→ **Available data**
------------------------------------------------

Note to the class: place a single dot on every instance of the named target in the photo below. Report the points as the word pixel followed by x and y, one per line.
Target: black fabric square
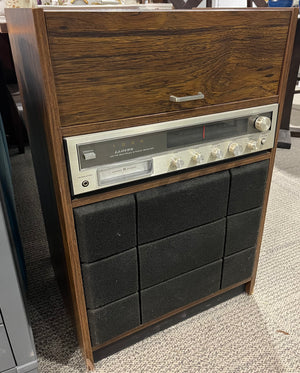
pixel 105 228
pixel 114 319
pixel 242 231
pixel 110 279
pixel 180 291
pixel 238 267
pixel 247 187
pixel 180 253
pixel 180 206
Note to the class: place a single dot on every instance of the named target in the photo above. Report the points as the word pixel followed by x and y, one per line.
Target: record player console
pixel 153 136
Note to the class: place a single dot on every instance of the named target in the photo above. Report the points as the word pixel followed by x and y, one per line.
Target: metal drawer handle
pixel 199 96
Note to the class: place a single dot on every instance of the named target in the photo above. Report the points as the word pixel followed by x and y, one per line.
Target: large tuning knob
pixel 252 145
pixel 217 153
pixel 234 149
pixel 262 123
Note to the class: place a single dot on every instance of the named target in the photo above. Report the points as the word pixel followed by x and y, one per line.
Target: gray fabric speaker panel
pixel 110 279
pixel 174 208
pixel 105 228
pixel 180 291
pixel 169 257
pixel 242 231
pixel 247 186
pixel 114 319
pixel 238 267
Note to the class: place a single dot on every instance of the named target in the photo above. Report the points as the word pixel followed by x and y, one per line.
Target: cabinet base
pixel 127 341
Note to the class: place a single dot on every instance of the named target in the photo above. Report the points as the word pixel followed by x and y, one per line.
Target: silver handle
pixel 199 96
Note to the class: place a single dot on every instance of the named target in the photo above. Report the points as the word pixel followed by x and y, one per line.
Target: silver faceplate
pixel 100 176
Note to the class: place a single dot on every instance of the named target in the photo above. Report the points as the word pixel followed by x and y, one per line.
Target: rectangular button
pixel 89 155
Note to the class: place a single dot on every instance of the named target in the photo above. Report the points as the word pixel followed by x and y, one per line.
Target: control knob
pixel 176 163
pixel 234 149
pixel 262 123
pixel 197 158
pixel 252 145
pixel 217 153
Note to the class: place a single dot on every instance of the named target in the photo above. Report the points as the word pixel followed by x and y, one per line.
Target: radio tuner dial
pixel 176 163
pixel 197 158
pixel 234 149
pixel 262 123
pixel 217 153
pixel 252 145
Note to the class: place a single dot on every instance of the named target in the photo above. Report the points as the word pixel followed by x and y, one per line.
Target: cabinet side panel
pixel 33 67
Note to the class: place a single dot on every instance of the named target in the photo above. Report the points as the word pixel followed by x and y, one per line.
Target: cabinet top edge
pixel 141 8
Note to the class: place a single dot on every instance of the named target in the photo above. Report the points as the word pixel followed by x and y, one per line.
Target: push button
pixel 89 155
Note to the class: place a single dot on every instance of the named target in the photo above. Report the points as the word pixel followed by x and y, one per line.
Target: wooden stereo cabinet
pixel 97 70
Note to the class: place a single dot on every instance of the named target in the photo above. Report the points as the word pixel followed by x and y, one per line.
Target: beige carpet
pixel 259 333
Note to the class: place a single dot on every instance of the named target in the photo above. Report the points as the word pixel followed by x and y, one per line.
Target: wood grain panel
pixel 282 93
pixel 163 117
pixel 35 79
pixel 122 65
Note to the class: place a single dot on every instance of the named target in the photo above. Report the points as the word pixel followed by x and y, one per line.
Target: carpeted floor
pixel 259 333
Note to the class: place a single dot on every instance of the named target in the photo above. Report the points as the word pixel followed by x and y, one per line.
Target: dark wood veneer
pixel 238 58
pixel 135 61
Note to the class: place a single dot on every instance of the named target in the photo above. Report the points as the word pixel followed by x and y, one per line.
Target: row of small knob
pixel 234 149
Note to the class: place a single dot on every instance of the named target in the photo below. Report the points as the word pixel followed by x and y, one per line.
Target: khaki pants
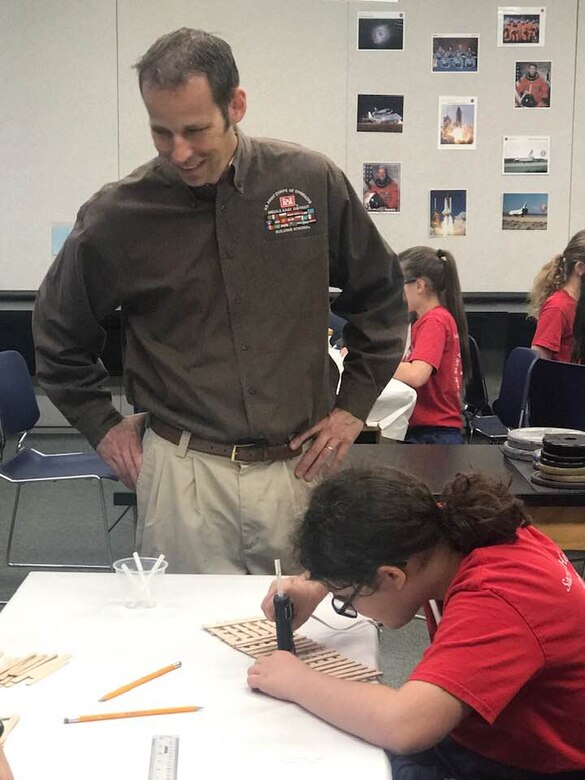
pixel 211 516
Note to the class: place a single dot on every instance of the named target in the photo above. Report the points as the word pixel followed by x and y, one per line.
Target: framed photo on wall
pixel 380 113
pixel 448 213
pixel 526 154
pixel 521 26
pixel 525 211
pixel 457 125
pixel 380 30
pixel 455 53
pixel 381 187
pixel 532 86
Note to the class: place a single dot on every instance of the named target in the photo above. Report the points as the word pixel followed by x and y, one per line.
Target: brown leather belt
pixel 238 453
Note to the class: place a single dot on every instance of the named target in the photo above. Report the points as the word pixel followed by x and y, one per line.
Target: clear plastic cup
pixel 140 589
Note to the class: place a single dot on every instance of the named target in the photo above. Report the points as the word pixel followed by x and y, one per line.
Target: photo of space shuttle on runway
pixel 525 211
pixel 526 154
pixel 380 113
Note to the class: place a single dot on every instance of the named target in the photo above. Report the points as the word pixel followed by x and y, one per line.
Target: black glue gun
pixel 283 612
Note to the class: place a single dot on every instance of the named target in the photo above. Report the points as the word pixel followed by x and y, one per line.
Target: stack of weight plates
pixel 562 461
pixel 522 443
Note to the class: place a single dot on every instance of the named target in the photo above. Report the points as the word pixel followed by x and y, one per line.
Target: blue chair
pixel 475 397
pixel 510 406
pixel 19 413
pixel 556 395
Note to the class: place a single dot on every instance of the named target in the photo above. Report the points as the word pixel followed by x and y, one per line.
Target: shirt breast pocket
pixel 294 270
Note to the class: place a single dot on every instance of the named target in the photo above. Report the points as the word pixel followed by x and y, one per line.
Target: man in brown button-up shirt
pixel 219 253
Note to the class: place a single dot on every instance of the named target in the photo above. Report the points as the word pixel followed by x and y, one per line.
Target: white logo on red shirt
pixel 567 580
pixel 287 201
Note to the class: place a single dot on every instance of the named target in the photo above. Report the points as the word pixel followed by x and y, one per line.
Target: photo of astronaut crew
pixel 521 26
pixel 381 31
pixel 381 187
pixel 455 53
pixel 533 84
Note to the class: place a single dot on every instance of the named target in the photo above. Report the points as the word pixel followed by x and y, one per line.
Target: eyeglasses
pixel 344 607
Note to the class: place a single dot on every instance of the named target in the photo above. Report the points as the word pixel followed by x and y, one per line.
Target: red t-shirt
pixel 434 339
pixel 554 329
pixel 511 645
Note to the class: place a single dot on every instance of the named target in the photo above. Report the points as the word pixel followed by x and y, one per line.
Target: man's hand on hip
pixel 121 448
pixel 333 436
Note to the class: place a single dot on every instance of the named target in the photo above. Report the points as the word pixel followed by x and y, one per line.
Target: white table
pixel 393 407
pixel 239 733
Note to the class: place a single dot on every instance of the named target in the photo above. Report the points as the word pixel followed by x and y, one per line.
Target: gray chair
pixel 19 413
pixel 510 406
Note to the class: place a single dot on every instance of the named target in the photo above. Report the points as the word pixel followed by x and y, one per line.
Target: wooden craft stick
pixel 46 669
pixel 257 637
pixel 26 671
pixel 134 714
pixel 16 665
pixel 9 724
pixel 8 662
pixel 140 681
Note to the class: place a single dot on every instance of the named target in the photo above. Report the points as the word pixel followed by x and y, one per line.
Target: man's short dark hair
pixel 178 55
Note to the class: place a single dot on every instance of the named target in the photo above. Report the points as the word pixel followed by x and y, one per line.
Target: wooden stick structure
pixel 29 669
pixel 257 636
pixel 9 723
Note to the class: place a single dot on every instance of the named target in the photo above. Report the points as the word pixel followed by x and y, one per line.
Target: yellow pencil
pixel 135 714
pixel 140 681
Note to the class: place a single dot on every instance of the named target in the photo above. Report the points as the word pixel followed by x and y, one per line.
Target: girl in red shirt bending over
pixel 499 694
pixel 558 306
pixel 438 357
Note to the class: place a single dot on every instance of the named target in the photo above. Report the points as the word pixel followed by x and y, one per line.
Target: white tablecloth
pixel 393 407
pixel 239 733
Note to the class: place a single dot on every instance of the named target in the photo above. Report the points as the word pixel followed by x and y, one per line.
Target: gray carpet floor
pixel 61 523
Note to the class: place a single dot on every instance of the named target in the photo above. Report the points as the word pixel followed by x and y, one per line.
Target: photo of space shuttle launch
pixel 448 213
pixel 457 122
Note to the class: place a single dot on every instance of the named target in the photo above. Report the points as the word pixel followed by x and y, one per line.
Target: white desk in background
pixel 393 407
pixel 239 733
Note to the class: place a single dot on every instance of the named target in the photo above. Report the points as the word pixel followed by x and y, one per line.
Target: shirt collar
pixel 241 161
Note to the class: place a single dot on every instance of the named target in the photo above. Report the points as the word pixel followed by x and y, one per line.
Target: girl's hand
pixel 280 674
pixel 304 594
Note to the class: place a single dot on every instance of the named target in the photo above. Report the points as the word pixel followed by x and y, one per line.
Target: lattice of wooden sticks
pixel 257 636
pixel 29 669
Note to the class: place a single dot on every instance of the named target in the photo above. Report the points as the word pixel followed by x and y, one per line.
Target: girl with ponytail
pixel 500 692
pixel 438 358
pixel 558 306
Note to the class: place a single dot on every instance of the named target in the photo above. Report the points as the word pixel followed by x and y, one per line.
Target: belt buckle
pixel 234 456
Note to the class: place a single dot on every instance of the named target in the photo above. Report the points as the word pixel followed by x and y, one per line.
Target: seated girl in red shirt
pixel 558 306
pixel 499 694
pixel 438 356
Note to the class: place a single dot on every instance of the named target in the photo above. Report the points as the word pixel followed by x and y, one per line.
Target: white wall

------------------------------------------------

→ **Work to be completed**
Reply with the lines from the one that contains "Target: white desk in background" through the last line of the material above, copied exactly and nothing else.

→ **Worked solution**
Target: white desk in background
pixel 393 407
pixel 239 733
Note to the class: place a single dot on every instance of the named target in the photo above. Report the points as the word pixel followed by x and y, one per line.
Target: shirt collar
pixel 241 161
Note to the class: place a single dot on every instance of the named target in the photo above. Report the points as the word pixel followed by x and y, one per line.
Target: girl's hand
pixel 280 674
pixel 304 594
Note to the class: place a single dot on every instance of the named target in the photo above. Report the points as the word pixel followed by x and y, one per line.
Target: lattice of wooden sticks
pixel 257 636
pixel 29 669
Note to the class: place a single dot on every instance of the named target in the photo above. Report the points as the word pixel followed by x and y, one per line.
Target: girl with ponytail
pixel 500 692
pixel 438 358
pixel 558 306
Note to the class: place a single dot on every instance of the named target in the photo above. Report the points as the word pixel followed by x and y, one per line.
Target: belt buckle
pixel 234 456
Note to the class: place a single dot on every instance of the named target in the photo above. Report the points as the word pixel followed by x and y, one per line.
Target: seated girl in red shirt
pixel 558 306
pixel 499 694
pixel 438 356
Note to the class: place a single dot on every instance of the named target in the photo above. Report the points as the word pixel followed by x and y, one per line.
Target: white wall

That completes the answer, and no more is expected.